■ WHAT IS NEEDED ■
Lay out everything from the line containing "boat railing, reported" down through the last line of the listing as a JSON list of strings, with one string per line and no blank lines.

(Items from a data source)
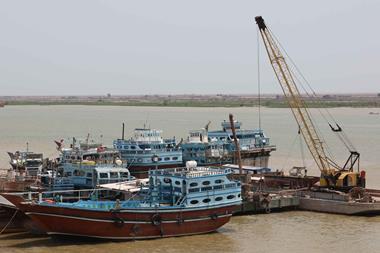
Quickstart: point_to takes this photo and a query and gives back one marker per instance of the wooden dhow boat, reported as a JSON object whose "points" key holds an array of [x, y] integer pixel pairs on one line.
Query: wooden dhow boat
{"points": [[179, 201]]}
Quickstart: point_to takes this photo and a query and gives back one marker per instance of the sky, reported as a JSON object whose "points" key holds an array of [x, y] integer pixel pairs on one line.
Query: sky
{"points": [[122, 47]]}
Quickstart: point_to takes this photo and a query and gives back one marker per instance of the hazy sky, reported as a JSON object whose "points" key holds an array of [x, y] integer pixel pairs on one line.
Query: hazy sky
{"points": [[174, 47]]}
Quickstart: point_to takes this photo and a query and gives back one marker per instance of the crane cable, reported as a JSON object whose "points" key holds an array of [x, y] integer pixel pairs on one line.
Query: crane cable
{"points": [[341, 135]]}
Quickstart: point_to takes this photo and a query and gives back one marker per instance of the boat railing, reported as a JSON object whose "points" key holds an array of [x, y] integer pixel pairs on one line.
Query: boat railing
{"points": [[190, 173], [59, 196]]}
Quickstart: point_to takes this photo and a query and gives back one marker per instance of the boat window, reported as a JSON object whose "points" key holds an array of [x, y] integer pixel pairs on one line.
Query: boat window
{"points": [[103, 175], [193, 184], [124, 174], [230, 185], [114, 175], [218, 187], [206, 200], [79, 173]]}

■ SOLUTION BELOW ■
[
  "Quickstart: point_to takes this photo and a query and gives back one marker per instance of the boat railing, reported as a JSON object whose \"points\" key holds an array of [x, y] integer pixel pairs on one line.",
  "Query: boat railing",
  "{\"points\": [[190, 173], [59, 196]]}",
  "Quickstart: point_to takes this photo and a query and gives back one marker per instance of the boat window, reported as a JSON object whose \"points\" key holds an array of [x, y] integer pixel pairs on one line.",
  "Query: boat window",
  "{\"points\": [[103, 175], [193, 184], [124, 174], [230, 185], [114, 175], [218, 187], [206, 200], [79, 173]]}"
]